▽

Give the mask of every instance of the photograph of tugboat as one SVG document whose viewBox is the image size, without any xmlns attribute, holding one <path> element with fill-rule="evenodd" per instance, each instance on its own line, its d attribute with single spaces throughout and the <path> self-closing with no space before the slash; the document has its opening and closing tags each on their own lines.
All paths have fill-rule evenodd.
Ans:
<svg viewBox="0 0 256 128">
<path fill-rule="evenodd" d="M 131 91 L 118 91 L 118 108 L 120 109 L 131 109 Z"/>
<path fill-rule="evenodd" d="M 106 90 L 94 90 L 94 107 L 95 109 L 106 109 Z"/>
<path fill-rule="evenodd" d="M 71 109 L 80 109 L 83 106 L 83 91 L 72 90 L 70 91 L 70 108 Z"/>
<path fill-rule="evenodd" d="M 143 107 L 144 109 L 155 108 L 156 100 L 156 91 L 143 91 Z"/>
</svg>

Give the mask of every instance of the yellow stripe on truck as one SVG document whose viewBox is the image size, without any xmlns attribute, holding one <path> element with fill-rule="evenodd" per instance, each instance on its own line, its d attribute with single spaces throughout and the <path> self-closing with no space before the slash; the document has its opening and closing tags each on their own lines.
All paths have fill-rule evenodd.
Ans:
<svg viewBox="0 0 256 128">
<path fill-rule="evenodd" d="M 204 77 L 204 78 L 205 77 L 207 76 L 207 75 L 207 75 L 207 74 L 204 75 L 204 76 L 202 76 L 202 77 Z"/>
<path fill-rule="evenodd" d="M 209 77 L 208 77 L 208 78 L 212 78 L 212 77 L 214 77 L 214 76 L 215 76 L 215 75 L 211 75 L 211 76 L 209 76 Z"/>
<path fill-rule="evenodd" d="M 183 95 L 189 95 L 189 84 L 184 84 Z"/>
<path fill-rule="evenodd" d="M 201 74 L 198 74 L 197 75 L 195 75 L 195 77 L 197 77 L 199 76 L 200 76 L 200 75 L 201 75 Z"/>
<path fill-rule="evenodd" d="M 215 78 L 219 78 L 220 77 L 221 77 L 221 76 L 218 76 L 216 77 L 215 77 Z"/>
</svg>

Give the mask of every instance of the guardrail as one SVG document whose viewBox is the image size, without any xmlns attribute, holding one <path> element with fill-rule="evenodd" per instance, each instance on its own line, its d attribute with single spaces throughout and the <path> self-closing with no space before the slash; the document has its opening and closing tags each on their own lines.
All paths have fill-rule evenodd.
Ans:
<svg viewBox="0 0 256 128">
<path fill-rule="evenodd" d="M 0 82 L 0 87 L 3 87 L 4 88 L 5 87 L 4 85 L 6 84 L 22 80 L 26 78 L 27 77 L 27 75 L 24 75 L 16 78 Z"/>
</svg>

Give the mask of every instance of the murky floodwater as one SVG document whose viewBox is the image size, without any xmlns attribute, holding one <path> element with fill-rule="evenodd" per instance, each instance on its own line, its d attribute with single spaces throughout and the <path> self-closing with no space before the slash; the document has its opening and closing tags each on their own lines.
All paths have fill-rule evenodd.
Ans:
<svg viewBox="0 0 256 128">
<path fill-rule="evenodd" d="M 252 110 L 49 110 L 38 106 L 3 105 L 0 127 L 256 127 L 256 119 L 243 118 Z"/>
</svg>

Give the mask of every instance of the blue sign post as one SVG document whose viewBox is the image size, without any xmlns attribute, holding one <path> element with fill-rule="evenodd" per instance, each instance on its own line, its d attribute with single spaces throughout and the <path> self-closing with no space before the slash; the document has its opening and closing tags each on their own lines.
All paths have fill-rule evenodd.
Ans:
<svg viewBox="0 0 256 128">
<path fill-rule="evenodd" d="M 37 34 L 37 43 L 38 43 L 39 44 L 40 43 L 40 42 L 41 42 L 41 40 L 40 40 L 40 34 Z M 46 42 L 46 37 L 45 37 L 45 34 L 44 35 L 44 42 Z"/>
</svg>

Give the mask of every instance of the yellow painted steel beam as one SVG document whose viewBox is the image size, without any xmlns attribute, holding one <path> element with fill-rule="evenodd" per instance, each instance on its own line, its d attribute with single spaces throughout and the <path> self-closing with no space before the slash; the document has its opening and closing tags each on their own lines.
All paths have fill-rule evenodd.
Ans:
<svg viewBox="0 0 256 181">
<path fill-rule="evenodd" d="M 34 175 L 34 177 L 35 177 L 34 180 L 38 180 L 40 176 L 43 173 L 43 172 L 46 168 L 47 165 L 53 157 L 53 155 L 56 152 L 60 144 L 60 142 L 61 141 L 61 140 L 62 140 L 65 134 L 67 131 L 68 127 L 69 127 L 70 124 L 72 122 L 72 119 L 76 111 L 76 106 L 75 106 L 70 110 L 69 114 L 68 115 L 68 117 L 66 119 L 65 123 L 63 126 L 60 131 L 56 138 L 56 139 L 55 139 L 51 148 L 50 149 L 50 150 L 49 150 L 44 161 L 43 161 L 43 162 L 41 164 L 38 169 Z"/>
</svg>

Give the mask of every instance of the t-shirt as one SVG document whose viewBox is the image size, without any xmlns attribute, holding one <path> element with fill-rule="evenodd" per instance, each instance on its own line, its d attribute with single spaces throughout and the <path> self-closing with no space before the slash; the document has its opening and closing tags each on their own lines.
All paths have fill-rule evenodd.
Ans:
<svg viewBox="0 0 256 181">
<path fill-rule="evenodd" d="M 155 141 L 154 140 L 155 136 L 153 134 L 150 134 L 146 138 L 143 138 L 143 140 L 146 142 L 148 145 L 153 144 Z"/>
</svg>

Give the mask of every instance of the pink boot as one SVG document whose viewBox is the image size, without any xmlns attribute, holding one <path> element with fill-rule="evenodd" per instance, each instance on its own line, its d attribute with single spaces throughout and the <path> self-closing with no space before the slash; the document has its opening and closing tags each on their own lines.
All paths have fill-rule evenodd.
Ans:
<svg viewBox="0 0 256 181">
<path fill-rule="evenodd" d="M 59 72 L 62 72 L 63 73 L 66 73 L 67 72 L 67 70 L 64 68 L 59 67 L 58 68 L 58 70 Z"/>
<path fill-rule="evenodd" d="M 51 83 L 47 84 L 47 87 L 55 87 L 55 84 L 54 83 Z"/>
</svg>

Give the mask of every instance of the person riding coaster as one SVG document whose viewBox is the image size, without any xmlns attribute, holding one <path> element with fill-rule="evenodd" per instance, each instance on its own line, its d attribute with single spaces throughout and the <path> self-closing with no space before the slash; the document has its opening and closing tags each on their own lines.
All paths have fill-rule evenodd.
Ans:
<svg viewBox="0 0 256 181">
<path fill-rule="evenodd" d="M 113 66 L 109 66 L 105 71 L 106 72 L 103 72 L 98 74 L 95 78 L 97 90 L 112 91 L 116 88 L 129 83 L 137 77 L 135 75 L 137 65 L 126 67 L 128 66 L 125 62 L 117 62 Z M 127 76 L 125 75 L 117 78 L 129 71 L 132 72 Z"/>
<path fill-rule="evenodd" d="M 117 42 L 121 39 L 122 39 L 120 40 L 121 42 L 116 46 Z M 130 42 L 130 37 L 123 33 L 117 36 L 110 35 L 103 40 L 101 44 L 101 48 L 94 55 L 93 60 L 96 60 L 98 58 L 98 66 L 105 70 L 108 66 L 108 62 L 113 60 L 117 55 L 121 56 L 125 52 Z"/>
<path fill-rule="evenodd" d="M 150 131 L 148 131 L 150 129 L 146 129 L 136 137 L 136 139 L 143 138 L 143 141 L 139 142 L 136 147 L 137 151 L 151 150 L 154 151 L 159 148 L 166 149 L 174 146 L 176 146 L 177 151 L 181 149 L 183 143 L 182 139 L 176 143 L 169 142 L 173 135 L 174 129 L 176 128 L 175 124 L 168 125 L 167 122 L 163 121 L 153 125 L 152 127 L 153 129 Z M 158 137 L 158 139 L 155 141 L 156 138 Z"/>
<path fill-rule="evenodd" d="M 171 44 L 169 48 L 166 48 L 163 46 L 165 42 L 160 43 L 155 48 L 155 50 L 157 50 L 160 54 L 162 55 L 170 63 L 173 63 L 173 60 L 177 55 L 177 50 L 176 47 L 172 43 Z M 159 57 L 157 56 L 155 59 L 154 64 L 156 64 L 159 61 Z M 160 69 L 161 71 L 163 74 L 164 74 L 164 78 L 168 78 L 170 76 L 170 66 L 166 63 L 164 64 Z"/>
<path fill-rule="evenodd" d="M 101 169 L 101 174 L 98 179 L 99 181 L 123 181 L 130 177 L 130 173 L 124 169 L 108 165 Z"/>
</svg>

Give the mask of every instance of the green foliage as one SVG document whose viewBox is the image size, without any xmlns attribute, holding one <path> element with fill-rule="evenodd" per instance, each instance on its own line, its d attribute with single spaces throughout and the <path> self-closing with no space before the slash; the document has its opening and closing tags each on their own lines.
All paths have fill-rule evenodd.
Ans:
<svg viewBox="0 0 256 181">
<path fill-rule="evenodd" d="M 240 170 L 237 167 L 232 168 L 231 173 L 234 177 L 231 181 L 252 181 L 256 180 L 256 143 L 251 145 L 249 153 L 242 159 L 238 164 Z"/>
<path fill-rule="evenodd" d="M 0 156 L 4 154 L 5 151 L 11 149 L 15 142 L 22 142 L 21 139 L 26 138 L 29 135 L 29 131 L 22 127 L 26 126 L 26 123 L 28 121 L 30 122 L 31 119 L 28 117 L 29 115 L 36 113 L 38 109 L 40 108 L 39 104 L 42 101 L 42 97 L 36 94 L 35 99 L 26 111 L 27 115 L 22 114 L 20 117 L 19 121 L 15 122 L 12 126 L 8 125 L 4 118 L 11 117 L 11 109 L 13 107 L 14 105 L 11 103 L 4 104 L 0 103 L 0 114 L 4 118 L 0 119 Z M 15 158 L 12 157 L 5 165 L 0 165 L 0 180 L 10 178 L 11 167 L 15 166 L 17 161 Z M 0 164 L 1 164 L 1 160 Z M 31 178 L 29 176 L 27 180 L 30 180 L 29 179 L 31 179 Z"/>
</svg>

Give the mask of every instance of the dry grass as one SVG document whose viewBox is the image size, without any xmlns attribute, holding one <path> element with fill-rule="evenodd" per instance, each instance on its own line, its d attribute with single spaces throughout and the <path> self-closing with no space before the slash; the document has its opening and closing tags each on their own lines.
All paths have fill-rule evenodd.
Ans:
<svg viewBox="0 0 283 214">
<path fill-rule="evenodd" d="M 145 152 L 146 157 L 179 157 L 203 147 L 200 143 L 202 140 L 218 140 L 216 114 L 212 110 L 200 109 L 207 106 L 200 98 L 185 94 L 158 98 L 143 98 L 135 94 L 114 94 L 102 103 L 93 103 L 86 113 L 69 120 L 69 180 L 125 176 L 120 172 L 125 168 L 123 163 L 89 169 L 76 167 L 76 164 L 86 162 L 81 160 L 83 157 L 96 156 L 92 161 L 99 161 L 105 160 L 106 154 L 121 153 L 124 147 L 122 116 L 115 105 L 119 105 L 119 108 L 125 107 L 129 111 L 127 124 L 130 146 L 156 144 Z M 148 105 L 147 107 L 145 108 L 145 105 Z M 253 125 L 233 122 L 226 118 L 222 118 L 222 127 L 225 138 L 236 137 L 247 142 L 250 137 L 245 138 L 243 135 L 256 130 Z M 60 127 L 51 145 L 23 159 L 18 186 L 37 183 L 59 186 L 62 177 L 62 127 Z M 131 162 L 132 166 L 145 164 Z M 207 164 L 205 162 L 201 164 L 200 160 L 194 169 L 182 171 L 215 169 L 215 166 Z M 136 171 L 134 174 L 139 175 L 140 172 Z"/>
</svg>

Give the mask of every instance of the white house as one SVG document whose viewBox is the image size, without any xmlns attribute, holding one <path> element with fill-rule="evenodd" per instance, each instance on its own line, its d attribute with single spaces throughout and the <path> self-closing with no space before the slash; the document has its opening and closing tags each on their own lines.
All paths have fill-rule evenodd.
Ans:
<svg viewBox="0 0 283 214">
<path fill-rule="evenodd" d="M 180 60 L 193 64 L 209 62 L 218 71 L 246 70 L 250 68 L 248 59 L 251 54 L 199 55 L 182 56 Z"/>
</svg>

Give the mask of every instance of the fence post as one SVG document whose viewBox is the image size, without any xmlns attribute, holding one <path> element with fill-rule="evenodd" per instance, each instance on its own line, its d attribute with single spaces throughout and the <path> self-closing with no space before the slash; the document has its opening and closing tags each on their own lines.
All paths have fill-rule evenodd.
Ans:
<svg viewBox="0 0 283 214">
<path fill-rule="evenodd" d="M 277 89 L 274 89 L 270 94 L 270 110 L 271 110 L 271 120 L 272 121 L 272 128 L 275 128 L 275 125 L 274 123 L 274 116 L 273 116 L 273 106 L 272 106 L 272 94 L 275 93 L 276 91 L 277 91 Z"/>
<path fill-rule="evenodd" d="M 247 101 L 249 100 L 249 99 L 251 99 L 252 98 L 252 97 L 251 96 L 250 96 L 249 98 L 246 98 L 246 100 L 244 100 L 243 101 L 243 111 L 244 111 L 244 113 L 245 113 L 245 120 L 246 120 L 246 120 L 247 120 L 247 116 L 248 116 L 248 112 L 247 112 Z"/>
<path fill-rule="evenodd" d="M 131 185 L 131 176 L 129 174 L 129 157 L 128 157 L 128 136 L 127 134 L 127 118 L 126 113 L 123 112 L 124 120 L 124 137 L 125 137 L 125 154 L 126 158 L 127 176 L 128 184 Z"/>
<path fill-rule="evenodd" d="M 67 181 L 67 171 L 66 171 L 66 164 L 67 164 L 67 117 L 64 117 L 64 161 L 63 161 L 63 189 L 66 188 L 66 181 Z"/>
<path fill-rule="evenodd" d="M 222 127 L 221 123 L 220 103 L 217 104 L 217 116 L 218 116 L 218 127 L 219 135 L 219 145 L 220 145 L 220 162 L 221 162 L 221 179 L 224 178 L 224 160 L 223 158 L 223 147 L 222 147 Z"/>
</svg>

△

REQUIREMENT »
Pull out every line in the entries above that contains the string "yellow", and copy each one.

CORRECT RESPONSE »
Give the mask of every instance of the yellow stripe on truck as one SVG document whose viewBox is the image size, without any xmlns attribute, holding one <path> element with fill-rule="evenodd" per instance, each instance on its own line, its d attribute with single spaces throughout and the <path> self-closing with no space before the slash; the document has its opening and closing tags each on their own lines.
Give the mask of every instance of the yellow painted steel beam as one SVG document whose viewBox is the image size, without any xmlns attribute, holding one <path> element with fill-rule="evenodd" per instance, each instance on its own line, its d attribute with single spaces throughout and the <path> self-closing with no space before the slash; the document has its opening and closing tags each on their own lines.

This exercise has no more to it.